======== Raw records ========

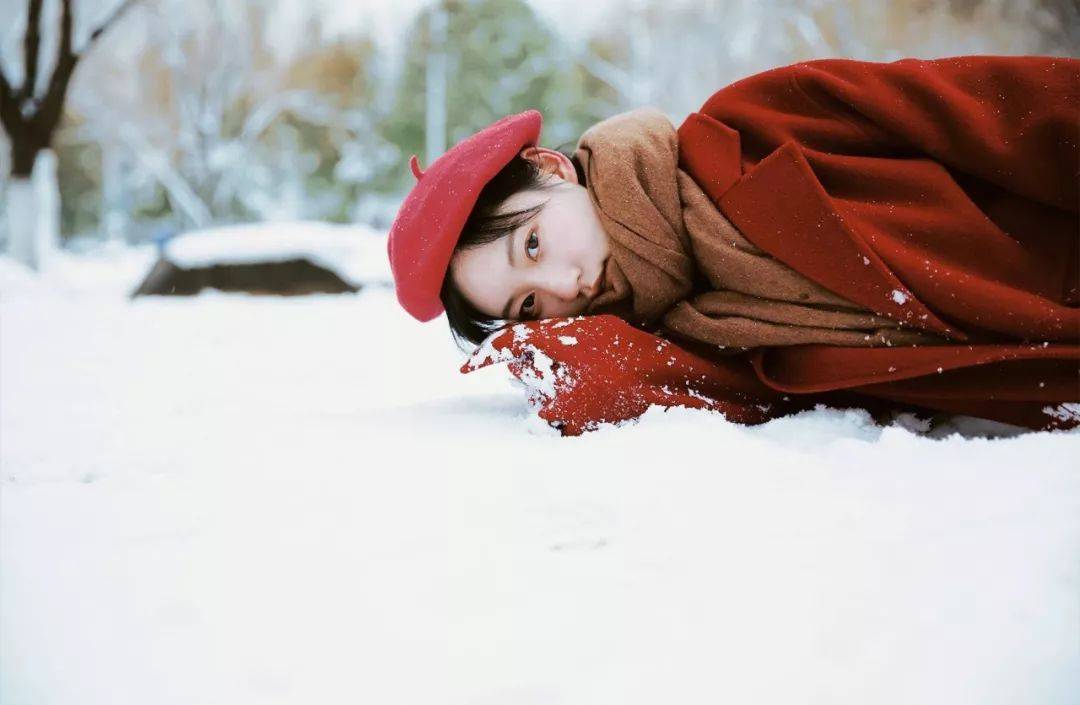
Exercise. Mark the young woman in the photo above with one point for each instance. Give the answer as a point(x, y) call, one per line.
point(893, 235)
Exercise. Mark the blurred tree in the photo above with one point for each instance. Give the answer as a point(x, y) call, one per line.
point(30, 112)
point(501, 58)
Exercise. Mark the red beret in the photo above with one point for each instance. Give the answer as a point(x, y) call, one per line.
point(430, 220)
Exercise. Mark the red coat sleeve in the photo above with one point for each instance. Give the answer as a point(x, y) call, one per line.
point(971, 113)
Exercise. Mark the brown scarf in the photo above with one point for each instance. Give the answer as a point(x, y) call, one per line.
point(677, 262)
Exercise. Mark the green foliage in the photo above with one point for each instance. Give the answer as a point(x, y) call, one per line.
point(501, 59)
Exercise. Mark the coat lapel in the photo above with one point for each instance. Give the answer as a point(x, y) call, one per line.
point(781, 206)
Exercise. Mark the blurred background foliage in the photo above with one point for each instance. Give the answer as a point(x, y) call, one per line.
point(194, 112)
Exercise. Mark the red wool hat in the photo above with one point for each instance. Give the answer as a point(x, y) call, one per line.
point(430, 220)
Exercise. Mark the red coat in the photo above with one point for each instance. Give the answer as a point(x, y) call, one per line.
point(940, 193)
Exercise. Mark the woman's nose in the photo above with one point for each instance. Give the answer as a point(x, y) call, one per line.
point(565, 284)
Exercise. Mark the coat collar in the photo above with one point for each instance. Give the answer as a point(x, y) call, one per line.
point(781, 206)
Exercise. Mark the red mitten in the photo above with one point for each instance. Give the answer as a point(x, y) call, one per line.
point(585, 370)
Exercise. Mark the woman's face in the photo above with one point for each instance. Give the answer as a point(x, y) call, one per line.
point(550, 267)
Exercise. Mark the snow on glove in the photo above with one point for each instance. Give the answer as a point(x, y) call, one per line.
point(585, 370)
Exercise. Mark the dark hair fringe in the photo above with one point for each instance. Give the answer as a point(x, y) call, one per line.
point(485, 225)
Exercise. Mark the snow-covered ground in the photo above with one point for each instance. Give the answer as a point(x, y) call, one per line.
point(242, 500)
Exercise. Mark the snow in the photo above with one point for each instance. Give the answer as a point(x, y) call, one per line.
point(239, 499)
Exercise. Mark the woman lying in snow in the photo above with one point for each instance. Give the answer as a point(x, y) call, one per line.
point(898, 236)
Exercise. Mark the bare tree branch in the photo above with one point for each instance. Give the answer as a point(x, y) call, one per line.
point(121, 9)
point(52, 105)
point(31, 44)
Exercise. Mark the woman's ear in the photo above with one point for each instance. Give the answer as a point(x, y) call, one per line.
point(552, 162)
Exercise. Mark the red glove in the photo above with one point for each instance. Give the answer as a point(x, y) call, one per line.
point(586, 370)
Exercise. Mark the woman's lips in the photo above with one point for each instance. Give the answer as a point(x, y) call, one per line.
point(595, 288)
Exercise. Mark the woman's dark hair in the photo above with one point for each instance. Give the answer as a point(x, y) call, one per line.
point(484, 225)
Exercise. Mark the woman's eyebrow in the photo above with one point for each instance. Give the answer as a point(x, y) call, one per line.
point(510, 263)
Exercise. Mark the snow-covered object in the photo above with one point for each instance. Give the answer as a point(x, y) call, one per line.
point(612, 371)
point(34, 214)
point(355, 253)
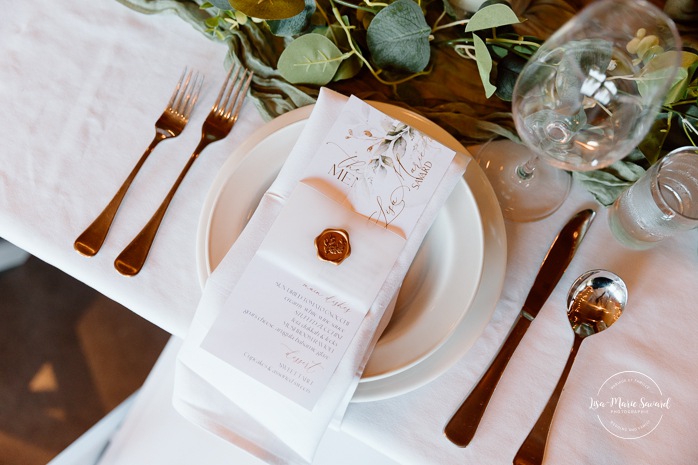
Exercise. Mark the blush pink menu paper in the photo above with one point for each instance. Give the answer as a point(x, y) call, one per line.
point(280, 338)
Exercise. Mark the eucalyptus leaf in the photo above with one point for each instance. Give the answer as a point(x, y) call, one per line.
point(508, 70)
point(310, 59)
point(398, 37)
point(484, 65)
point(269, 9)
point(492, 16)
point(349, 67)
point(222, 4)
point(295, 24)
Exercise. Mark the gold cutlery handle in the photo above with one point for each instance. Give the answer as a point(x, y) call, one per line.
point(91, 240)
point(462, 426)
point(131, 260)
point(533, 448)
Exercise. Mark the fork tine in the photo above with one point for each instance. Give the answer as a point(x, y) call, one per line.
point(178, 94)
point(175, 92)
point(239, 97)
point(191, 96)
point(226, 89)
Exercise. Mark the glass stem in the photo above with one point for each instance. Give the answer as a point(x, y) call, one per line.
point(526, 170)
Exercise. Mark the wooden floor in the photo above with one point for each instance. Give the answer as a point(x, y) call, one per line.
point(68, 355)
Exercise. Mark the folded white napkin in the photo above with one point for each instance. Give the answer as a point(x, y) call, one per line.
point(223, 400)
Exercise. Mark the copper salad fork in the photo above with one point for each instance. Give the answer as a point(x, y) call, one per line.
point(170, 124)
point(217, 125)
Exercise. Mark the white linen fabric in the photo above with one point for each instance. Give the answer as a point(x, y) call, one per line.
point(81, 86)
point(213, 394)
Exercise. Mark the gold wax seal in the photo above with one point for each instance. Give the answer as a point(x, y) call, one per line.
point(333, 245)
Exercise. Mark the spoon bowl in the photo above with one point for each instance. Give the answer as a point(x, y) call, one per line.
point(595, 301)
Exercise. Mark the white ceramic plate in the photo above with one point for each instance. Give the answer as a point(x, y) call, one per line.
point(438, 291)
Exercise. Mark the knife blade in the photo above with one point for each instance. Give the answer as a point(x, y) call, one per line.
point(462, 426)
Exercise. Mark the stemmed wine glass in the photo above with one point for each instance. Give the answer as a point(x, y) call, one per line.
point(584, 100)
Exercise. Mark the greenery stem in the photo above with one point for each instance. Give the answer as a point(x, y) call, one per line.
point(358, 7)
point(445, 26)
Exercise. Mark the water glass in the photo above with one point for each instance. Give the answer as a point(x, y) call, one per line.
point(661, 203)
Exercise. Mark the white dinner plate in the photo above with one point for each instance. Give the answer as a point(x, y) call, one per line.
point(440, 287)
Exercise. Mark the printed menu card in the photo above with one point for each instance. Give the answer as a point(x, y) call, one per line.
point(300, 301)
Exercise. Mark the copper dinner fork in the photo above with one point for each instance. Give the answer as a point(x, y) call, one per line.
point(170, 124)
point(217, 125)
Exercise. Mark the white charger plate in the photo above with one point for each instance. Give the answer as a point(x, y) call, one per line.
point(440, 287)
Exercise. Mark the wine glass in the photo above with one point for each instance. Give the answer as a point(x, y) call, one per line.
point(584, 100)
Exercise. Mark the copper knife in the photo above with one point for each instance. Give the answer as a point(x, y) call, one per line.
point(462, 426)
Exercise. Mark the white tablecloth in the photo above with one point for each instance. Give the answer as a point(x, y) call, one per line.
point(81, 84)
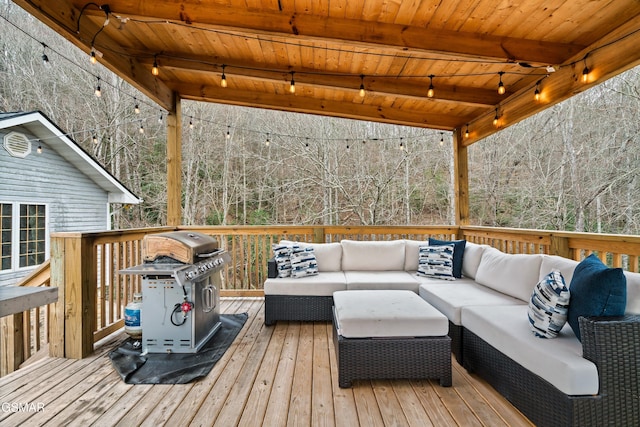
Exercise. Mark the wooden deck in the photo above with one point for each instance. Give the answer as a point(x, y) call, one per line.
point(282, 375)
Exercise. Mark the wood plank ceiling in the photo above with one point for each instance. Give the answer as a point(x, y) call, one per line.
point(396, 49)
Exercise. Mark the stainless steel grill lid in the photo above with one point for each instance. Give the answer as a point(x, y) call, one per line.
point(184, 246)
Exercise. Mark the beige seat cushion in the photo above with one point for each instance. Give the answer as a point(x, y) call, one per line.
point(374, 314)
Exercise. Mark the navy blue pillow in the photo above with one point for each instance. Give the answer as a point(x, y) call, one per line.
point(596, 290)
point(458, 253)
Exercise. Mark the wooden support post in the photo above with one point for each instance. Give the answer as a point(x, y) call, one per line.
point(73, 266)
point(174, 164)
point(11, 344)
point(560, 246)
point(56, 314)
point(461, 178)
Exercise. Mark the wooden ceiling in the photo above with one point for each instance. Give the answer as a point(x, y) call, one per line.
point(395, 48)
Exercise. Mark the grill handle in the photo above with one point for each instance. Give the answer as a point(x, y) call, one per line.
point(208, 298)
point(209, 254)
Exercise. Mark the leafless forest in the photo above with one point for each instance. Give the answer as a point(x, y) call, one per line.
point(574, 167)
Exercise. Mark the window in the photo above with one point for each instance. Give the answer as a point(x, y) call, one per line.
point(24, 235)
point(5, 230)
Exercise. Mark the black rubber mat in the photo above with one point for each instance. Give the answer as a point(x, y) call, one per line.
point(175, 368)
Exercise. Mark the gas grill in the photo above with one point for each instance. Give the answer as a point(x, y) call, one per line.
point(181, 279)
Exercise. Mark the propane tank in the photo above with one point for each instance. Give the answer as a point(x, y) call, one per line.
point(132, 317)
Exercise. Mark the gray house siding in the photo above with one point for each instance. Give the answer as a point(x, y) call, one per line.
point(74, 202)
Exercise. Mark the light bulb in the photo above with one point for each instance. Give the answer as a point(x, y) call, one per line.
point(292, 85)
point(431, 90)
point(223, 80)
point(585, 74)
point(501, 88)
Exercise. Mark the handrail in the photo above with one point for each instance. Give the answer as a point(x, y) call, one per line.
point(25, 334)
point(96, 293)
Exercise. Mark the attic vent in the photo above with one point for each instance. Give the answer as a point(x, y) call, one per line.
point(17, 144)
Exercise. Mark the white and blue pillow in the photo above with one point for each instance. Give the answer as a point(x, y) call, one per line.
point(436, 262)
point(549, 306)
point(282, 256)
point(303, 262)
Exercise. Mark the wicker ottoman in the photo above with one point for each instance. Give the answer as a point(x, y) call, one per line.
point(389, 335)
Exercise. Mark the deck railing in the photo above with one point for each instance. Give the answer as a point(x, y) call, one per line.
point(24, 335)
point(92, 294)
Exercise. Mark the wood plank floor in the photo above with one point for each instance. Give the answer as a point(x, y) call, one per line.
point(283, 375)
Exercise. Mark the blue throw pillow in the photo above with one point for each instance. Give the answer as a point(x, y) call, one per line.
point(596, 290)
point(436, 262)
point(458, 253)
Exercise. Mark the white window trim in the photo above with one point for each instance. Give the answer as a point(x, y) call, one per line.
point(15, 235)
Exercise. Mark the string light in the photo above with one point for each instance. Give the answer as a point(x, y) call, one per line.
point(431, 90)
point(585, 72)
point(155, 70)
point(223, 79)
point(501, 88)
point(45, 58)
point(292, 85)
point(98, 92)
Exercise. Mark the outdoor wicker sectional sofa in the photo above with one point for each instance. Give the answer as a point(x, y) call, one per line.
point(558, 381)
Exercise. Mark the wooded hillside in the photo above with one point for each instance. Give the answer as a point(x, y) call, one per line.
point(574, 167)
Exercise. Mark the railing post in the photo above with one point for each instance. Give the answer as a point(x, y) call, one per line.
point(559, 246)
point(12, 343)
point(318, 235)
point(73, 266)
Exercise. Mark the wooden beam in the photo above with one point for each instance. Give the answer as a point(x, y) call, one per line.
point(11, 345)
point(461, 178)
point(64, 20)
point(300, 27)
point(174, 164)
point(409, 88)
point(301, 104)
point(611, 56)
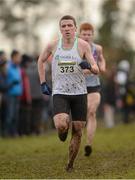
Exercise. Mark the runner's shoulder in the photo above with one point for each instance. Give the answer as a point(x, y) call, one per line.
point(52, 45)
point(82, 43)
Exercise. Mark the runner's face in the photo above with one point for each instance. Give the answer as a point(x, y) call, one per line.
point(67, 28)
point(86, 35)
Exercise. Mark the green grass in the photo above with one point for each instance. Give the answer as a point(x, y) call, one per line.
point(45, 156)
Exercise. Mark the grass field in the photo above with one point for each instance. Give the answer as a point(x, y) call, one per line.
point(45, 156)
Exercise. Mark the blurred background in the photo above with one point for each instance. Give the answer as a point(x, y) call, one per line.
point(28, 25)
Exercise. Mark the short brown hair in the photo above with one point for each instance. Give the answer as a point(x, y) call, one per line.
point(86, 26)
point(68, 17)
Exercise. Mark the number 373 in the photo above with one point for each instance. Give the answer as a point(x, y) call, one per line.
point(67, 69)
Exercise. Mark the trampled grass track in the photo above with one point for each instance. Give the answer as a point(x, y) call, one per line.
point(45, 156)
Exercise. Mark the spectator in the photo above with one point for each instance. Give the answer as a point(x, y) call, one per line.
point(109, 99)
point(13, 94)
point(37, 98)
point(25, 103)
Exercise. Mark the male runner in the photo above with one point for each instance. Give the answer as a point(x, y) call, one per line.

========

What this task involves ->
Return the stretch of the items from the line containing "Exercise. Mark the wooden ceiling" through the line containing "point(209, 254)", copied line for line with nothing changed.

Full solution ->
Exercise. Mark the wooden ceiling in the photo above with one point for each instance. Give the answer as a point(x, y) call, one per line.
point(395, 48)
Exercise. Mark the grill handle in the photo above with one point for each instance. Give the answer as a point(x, y) call, one per line.
point(208, 298)
point(209, 254)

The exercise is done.